• Parts of the exercise
[a] In the Iran interview transcript, what three big ideas does Sadjadpour distill the revolution's principles to?
[b] Reproduce the stretch of the Iran interview transcript from "And what are" through "Islamic Republic’s collapse.".

• Provided text
......
Iran is the center of a great and historic civilization. Persia has been the great cultural exporter of the whole central Asian region, from Istanbul to Delhi. For hundreds of years, if you had a new poem, a new recipe, a new way of dressing, probably it originated in Persian; it came out to you. The game of chess is Persia’s gift to the world—one of its many—along with a great poetic tradition. This is a society that has been cut off from its birthright and that has been cut off from its future, from its capability to contribute to humanity. Perhaps we will live to see that potential realized and that great connection to its great past revived. In any case, we can hope.

I turn now to my conversation with my friend Karim Sadjadpour of the Carnegie Endowment for International Peace. Thank you all for watching.

[Music]

Frum: I’m joined today by Karim Sadjadpour, who is one of the most sought-after experts in all of Washington on the topic of the internal development of Iran, the author of a 2009 book about Iran’s supreme leader that is a classic that is much consulted in the field, son of the Iranian diaspora, a native of the great state of Michigan. I’m delighted to welcome Karim to the show. Thank you so much for joining us today.

Karim Sadjadpour: It’s wonderful to be with you, David. Thanks for inviting me.

Frum: Let’s first state that we are recording this on the morning of Monday after the opening of the air war by Israel inside Iran. There will be a little bit of a lag between the time we record and time that this posts. So there may be some events that we’re unaware of. Forgive us for that. I don’t think we’re going to talk much about the strictly military events. Those are amply covered by people closer to the scene. I want to talk more about the situation inside Iran.

Let’s begin first by recalling your book about the supreme leader. What kind of man do you take him for? He was more vigorous, obviously, when you wrote about him. What’s the mentality of the leadership in Iran?

Sadjadpour: Well, I’m sure you remember that wonderful book by Eric Hoffer that came out in the ’50s called The True Believer, and Ayatollah [Ali] Khamenei is a true believer. He’s someone who is now the “last of the Mohicans.” He is the last of the first-generation revolutionaries, the revolutionaries from 1979, and he’s someone who is committed to the principles of the revolution. In fact, we call them hardliners. They call themselves principleists, and that means, as I said, they’re loyal to the principles of the revolution.

And what are those principles? I think at this point, you can distill it to three big ideas: “Death to America,” “Death to Israel,” and the mandatory hijab—the veiling of women, which Ayatollah Khamenei called the flag of the Islamic Revolution. And so Khamenei is committed to those principles, and he has internalized some of the thoughts of the great philosophers like Tocqueville and Machiavelli, which is that the greatest danger for any bad government is when it tries to reform itself. He took the lessons of Gorbachev’s attempts to reform the Soviet Union to heart, and said that didn’t prolong the shelf life of the Soviet Union; it hastened its collapse. And for that reason, he’s, on one hand, a very earnest believer in these revolutionary principles, but he also believes that if he were to change those principles, it would actually hasten the Islamic Republic’s collapse.
......
• Supplied data
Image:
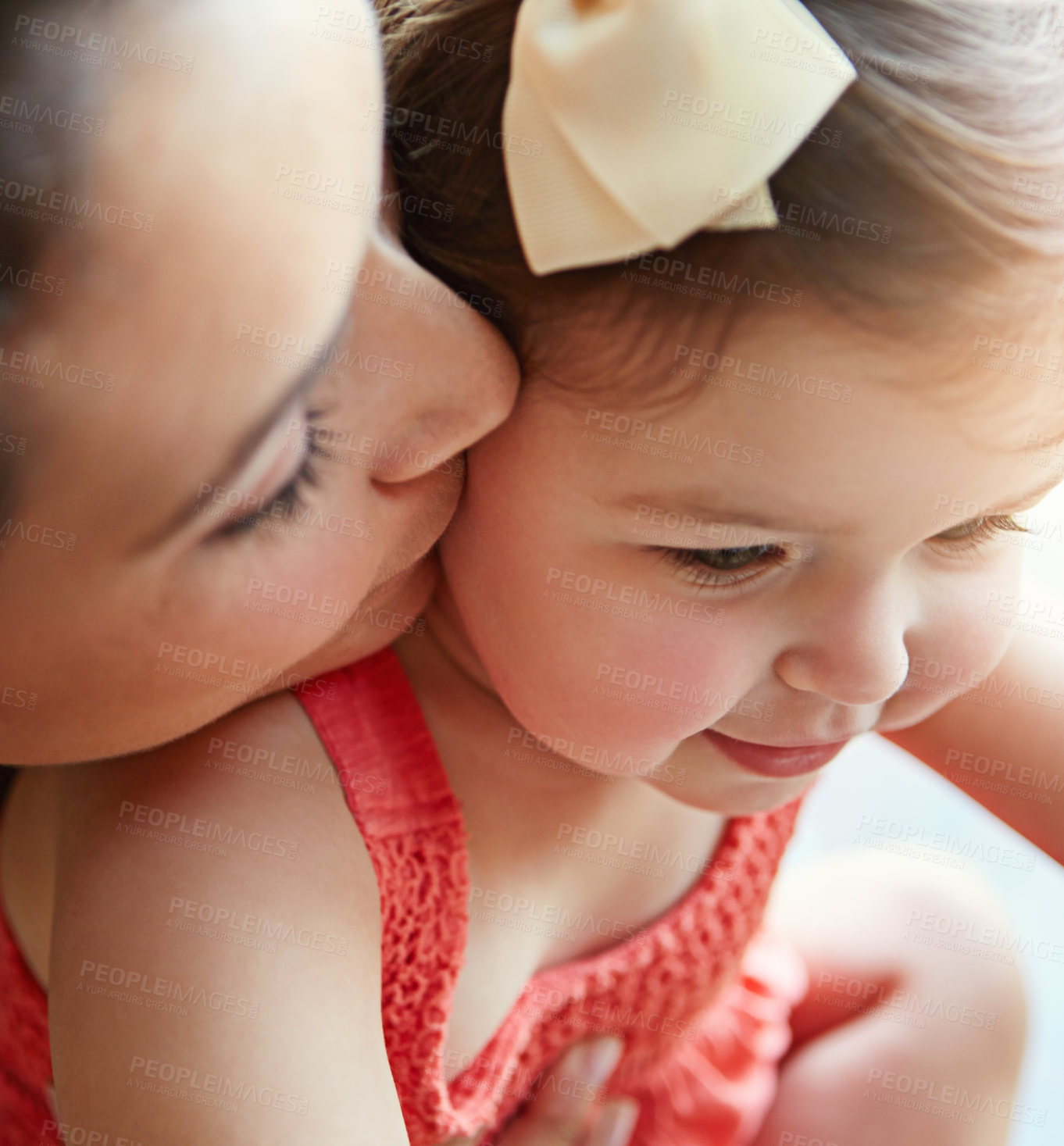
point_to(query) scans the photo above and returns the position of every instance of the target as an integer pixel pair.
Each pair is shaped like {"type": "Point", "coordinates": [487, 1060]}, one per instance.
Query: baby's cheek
......
• Responses to the tasks
[a] "Death to America," "Death to Israel," and the mandatory hijab.

[b]
And what are those principles? I think at this point, you can distill it to three big ideas: “Death to America,” “Death to Israel,” and the mandatory hijab—the veiling of women, which Ayatollah Khamenei called the flag of the Islamic Revolution. And so Khamenei is committed to those principles, and he has internalized some of the thoughts of the great philosophers like Tocqueville and Machiavelli, which is that the greatest danger for any bad government is when it tries to reform itself. He took the lessons of Gorbachev’s attempts to reform the Soviet Union to heart, and said that didn’t prolong the shelf life of the Soviet Union; it hastened its collapse. And for that reason, he’s, on one hand, a very earnest believer in these revolutionary principles, but he also believes that if he were to change those principles, it would actually hasten the Islamic Republic’s collapse.